Passage shown |

:::::

Bianchi et al. ^[16] have developed ICT tools that combine statistical and the semantic approaches to support legal professionals in exploring a complex corpus of norms and documents in the legal domain. They demonstrate the use ICT to facilitate search and retrieval of information in large archives in the legal domain.

These studied affirms the dire need for the Kenya Judiciary to adopt use of Data Warehousing and Data Mining to aggregate data in court files to promote better management of the judicial system and ultimately this will result in acceleration towards achieving expeditious delivery of justice as envisaged in its Judicial Transformation Framework. Information management policy should focus on encouraging public participation in the judicial process and discouraging practices which undermine the administration of justice ^[23]. Potential solutions are multifaceted, interrelated, require new and creative ways, and must be coordinated by using all the tools available such as rules, training, and technology, in order to further the twin goals of public access and privacy within judicial information management.

3. Methodology

3.1. Research Design

This study adopted a descriptive study that entailed generating primary data through use of interviews as well as analyzing existing data collected overtime in form of court case details. The structure and content of the existing data sources was done with an intentional mapping to the common data warehouse model.

:::::

Parts of the exercise |
1. Translate this sentence from the passage on judicial data management into Spanish: "Potential solutions are multifaceted, interrelated, require new and creative ways, and must be coordinated by using all the tools available such as rules, training, and technology, in order to further the twin goals of public access and privacy within judicial information management."
2. Set down, word for word, everything in the passage on judicial data management from "This study adopted" down to "data warehouse model.".

Given information |
:::::

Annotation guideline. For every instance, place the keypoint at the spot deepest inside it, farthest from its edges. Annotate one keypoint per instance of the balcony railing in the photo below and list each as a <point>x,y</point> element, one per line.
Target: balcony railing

:::::

Solutions per task |
1. Las posibles soluciones son multifacéticas, están interrelacionadas, requieren maneras nuevas y creativas y deben coordinarse utilizando todas las herramientas disponibles, como normas, capacitación y tecnología, para promover el doble objetivo del acceso público y la privacidad en la gestión de la información judicial.

2.
This study adopted a descriptive study that entailed generating primary data through use of interviews as well as analyzing existing data collected overtime in form of court case details. The structure and content of the existing data sources was done with an intentional mapping to the common data warehouse model.